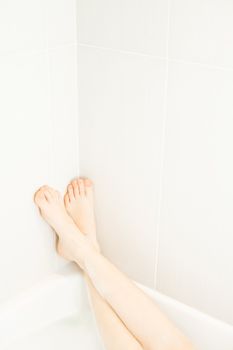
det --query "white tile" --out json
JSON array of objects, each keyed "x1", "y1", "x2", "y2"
[
  {"x1": 78, "y1": 47, "x2": 165, "y2": 285},
  {"x1": 169, "y1": 0, "x2": 233, "y2": 68},
  {"x1": 47, "y1": 0, "x2": 77, "y2": 47},
  {"x1": 77, "y1": 0, "x2": 168, "y2": 56},
  {"x1": 0, "y1": 55, "x2": 57, "y2": 299},
  {"x1": 158, "y1": 60, "x2": 233, "y2": 323},
  {"x1": 49, "y1": 46, "x2": 78, "y2": 191},
  {"x1": 0, "y1": 0, "x2": 46, "y2": 53}
]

#### [Directions for this task]
Convert every line of the listing above into a numbered list, omitting any blank lines. Leave the picture out of your answer.

#### [Response to the exercise]
1. det --query "white tile" --out json
2. JSON array of objects, each keyed "x1", "y1", "x2", "y2"
3. [
4.   {"x1": 78, "y1": 47, "x2": 165, "y2": 285},
5.   {"x1": 169, "y1": 0, "x2": 233, "y2": 68},
6.   {"x1": 47, "y1": 0, "x2": 77, "y2": 47},
7.   {"x1": 77, "y1": 0, "x2": 168, "y2": 56},
8.   {"x1": 0, "y1": 55, "x2": 57, "y2": 299},
9.   {"x1": 158, "y1": 60, "x2": 233, "y2": 323},
10.   {"x1": 49, "y1": 46, "x2": 78, "y2": 191},
11.   {"x1": 0, "y1": 0, "x2": 46, "y2": 53}
12. ]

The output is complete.